** Task set **
1/ For the equilibrium solution, state whether each statement below agrees with it, answering yes or no and quoting the deciding words: (a) the equilibrium constant is the ratio of the rate constants of the forward and reverse reactions at a given temperature; (b) each concentration term is raised to a power equal to the coefficients in the chemical reaction; (c) a system is in equilibrium when its measurable properties change steadily with time.
2/ Write the next part of the equilibrium solution, picking up after its final sentence.

** Passage **
++++++++++++++++++++

Chapter 14, Problem 14.96QP

Interpretation Introduction

Interpretation:

The equilibrium composition of the given mixture has to be found.

Concept introduction:

Equilibrium constant $\left({\text{K}}_{\text{c}}\right)$: A system is said to be in equilibrium when all the measurable properties of the system remains unchanged with the time.  Equilibrium constant is the ratio of the rate constants of the forward and reverse reactions at a given temperature.  In other words it is the ratio of the concentrations of the products to concentrations of the reactants.  Each concentration term is raised to a power, which is same as the coefficients in the chemical reaction.

Consider the reaction where the reactant A is giving product B.

$\text{A}\rightleftharpoons \text{B}$

$\begin{array}{l}\text{Rate of forward reaction = Rate of reverse reaction}\\ {\text{k}}_{\text{f}}\left[\text{A}\right]{\text{=k}}_{\text{r}}\left[\text{B}\right]\end{array}$

On rearranging,

$\frac{\left[\text{A}\right]}{\left[\text{B}\right]}\text{=}\frac{{\text{k}}_{\text{f}}}{{\text{k}}_{\text{r}}}={\text{K}}_{\text{c}}$

Where,

${\text{k}}_f$ is the rate constant of the forward reaction.

${\text{k}}_r$ is the rate constant of the reverse reaction.

$K_c$ is the equilibrium constant.

Answer to Problem 14.96QP

The equilibrium mixture contains $0.87\text{mol}{\text{N}}_2$, $3.62\text{mol}{\text{H}}_{\text{2}}$ and $0.125\text{mol}{\text{NH}}_3$

Explanation of Solution

 Explanation:

Given,

The equilibrium constant ${\text{K}}_{\text{c}}=0.153$

The initial amount of ${\text{N}}_{\text{2}}\text{=}\text{1}\text{.00 mol}$

The initial amount of ${\text{H}}_{\text{2}}\text{=}4.\text{00 mol}$

The volume of the vessel $\text{=}10.0\text{L}$

To find initial concentration of reactants

The initial concentrations of the gaseous reactants are found as given below.

++++++++++++++++++++

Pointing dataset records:
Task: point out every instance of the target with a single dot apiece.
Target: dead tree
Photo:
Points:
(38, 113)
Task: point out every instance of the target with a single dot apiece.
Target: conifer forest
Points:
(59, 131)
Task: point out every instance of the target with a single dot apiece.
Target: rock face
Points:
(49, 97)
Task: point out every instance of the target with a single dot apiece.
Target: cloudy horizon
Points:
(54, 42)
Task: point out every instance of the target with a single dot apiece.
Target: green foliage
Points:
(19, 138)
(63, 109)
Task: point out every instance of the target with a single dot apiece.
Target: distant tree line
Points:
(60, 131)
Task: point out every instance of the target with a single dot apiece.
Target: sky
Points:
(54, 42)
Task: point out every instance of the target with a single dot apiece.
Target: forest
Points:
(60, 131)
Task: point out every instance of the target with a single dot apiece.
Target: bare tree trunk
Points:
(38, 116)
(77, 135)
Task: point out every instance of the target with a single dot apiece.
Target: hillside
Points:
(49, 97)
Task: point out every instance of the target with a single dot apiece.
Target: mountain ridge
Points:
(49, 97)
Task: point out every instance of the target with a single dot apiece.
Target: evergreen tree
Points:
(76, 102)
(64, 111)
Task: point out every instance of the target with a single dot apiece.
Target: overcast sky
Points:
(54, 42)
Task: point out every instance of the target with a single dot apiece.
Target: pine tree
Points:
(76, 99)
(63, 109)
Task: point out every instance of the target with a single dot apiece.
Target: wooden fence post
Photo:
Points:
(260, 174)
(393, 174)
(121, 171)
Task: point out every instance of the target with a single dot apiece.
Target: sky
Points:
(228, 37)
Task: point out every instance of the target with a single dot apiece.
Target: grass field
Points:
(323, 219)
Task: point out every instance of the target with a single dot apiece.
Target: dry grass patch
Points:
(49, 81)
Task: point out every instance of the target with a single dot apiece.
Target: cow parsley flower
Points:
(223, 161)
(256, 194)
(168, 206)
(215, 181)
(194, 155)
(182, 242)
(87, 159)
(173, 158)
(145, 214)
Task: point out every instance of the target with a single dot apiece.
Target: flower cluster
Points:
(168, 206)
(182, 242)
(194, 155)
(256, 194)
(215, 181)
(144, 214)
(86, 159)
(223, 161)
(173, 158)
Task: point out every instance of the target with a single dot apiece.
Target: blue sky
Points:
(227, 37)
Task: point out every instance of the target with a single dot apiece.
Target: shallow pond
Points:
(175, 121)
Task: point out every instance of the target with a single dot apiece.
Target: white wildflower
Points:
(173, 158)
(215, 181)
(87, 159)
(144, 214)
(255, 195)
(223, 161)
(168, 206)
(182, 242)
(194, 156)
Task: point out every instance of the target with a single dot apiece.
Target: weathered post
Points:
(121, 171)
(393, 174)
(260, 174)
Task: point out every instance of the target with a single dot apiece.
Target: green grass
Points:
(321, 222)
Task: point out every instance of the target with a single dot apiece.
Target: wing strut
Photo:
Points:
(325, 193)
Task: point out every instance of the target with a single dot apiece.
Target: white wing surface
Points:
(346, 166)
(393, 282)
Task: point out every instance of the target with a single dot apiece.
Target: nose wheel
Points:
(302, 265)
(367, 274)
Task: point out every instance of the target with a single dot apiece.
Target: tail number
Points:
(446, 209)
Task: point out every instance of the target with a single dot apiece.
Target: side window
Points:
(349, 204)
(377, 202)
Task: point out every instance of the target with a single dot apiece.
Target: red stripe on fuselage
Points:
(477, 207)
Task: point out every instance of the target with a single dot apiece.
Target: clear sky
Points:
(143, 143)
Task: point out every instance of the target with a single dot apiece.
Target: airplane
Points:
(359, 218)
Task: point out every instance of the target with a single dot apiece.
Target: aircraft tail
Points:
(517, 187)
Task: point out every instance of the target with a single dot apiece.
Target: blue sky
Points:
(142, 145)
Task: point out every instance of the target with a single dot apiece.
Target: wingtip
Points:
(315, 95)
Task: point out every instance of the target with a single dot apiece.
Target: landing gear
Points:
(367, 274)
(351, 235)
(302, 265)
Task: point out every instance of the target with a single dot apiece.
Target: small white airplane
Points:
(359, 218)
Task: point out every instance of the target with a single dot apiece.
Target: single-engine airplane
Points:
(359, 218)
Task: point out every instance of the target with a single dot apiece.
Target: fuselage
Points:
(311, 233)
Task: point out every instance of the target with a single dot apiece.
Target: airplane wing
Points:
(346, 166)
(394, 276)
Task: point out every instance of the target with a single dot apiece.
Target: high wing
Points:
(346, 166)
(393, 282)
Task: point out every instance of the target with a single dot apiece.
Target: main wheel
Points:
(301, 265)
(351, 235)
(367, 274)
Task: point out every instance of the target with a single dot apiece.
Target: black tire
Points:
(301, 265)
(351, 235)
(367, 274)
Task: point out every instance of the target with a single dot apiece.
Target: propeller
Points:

++++++++++++++++++++

** Answers to the problems **
1/
(a) Yes: "Equilibrium constant is the ratio of the rate constants of the forward and reverse reactions at a given temperature."
(b) Yes: "Each concentration term is raised to a power, which is same as the coefficients in the chemical reaction."
(c) No: "all the measurable properties of the system remains unchanged with the time."

2/
$\begin{array}{l}\text{Initial concentration of}{N}_2\text{=}\frac{\text{Num of moles}}{\text{Volume}}\\ =\frac{\text{1}\text{.00mol}}{\text{10}\text{.00L}}\\ =0.100\text{M}\end{array}$

$\begin{array}{l}\text{Initial concentration of}{\text{H}}_{\text{2}}\text{=}\frac{\text{Num of moles}}{\text{Volume}}\\ =\frac{\text{4}\text{.00mol}}{\text{10}\text{.00L}}\\ =0.400\text{M}\end{array}$

To find the equilibrium composition.

Using the table approach, the equilibrium concentrations of the reactants and the products can be found.

$\text{Amount}\text{(M)}{\text{N}}_{\text{2(g)}}+{\text{3H}}_{\text{2(g)}}\rightleftharpoons {\text{2NH}}_3{}_{\text{(g)}}$

$\begin{array}{l}\text{Initial}0.1000.400\rightleftharpoons \text{0}\\ \text{Change}\text{-x}-3x\rightleftharpoons +2x\\ \text{Equillibrium}\left(0.100-x\right)\left(0.400-3x\right)\rightleftharpoons x\end{array}$

The equilibrium concentration values are then substituted into the equilibrium expression to get the change in concentration x.

${\text{K}}_{\text{c}}\text{=}\frac{{\left[{\text{NH}}_{\text{3}}\right]}^{\text{2}}}{\left[{\text{N}}_{\text{2}}\right]{\left[{\text{H}}_{\text{2}}\right]}^{\text{3}}}$

$0.153=\frac{{\left(2x\right)}^2}{(0.100-x){(0.400-3x)}^2}$

Given,

$f(x)=0.153$

Or

$f(x)=\frac{{\left(2x\right)}^2}{(0.100-x){(0.400-3x)}^2}=0.153$

The unknown value x is then calculated by guessing various values.

Since, ${\text{K}}_{\text{c}}<1$, we can assume that below 50% of the reaction is complete.  The value of x is assumed to be $0.010$ and that is used as the first value and entered in the table given below.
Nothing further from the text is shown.